Transcribe, word for word, the line containing "Could you mark the honey" and each line following it through the end of the listing below. Omit all other lines.
- - - - - - -
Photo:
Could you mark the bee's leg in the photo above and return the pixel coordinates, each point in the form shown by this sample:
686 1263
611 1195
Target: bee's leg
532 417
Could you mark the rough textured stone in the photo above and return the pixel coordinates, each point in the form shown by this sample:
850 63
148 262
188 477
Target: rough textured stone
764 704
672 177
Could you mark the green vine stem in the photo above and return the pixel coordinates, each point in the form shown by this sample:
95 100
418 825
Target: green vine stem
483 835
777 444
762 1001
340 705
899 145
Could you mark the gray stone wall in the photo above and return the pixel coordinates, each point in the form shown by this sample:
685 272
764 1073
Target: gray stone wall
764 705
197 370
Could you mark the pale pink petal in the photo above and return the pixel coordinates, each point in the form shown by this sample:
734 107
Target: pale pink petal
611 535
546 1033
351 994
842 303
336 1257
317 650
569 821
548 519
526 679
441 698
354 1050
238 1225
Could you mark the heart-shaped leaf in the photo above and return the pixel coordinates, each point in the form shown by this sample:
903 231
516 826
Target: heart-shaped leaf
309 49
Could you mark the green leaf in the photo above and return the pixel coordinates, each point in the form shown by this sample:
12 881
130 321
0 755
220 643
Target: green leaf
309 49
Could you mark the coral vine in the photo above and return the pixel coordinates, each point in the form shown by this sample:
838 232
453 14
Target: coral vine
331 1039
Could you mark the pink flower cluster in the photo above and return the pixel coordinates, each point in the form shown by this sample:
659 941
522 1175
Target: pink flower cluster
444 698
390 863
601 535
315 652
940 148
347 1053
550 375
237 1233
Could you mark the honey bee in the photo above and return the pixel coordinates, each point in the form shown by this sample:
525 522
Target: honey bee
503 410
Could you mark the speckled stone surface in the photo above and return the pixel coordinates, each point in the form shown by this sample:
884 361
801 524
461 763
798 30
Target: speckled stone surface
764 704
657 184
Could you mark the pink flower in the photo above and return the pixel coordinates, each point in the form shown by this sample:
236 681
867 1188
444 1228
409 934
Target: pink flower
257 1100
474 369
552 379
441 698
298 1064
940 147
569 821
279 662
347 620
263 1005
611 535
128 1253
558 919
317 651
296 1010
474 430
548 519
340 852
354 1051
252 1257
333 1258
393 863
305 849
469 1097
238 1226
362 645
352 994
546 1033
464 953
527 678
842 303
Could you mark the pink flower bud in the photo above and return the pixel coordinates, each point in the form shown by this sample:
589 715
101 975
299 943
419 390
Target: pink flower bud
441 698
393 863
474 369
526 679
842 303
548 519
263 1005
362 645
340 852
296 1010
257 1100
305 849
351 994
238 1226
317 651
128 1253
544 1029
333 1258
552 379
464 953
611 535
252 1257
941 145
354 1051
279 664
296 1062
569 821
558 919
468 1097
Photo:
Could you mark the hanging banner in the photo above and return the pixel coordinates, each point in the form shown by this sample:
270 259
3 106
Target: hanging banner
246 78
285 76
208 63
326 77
- - - - - - -
## REPLY TO THE EXERCISE
Could you mark the honey bee in the photo above and return the pixel coordinates, each point in the form shown by this sample:
525 522
Target: honey bee
503 410
Could you mark the speckled stone surface in the photo above and return the pixel coordinates, each point in the form shown by this sample:
884 361
801 524
461 763
798 30
Target: speckled stone surface
764 704
657 184
Could you mark the pink flower in the photo above and return the pixel coordinates, each point in the form shown by this sample:
236 681
867 1188
444 1228
409 934
Target: pink flower
257 1100
474 369
552 379
441 698
298 1064
940 147
569 821
279 662
347 620
263 1005
611 535
128 1253
558 919
317 651
296 1010
474 430
548 519
340 852
354 1051
252 1257
333 1258
393 863
305 849
469 1097
238 1226
362 645
352 994
546 1033
464 953
527 678
842 303
Could you mark the pink flower bud in the photo above and return the pixel coordinates, each point in the form shown by this sample:
589 715
101 975
299 943
419 390
Target: pink flower bud
441 698
393 863
474 369
526 679
842 303
548 519
263 1005
362 645
340 852
296 1010
257 1100
305 849
351 994
238 1226
317 651
128 1253
544 1029
333 1258
552 379
464 953
611 535
252 1257
941 145
354 1051
279 664
296 1062
569 821
558 919
468 1097
Photo:
Could you mark the hanging banner in the photo above and return the pixel coordinates, each point in the form shown by this sample:
270 259
3 106
Target: hanging banner
246 78
285 76
208 63
326 77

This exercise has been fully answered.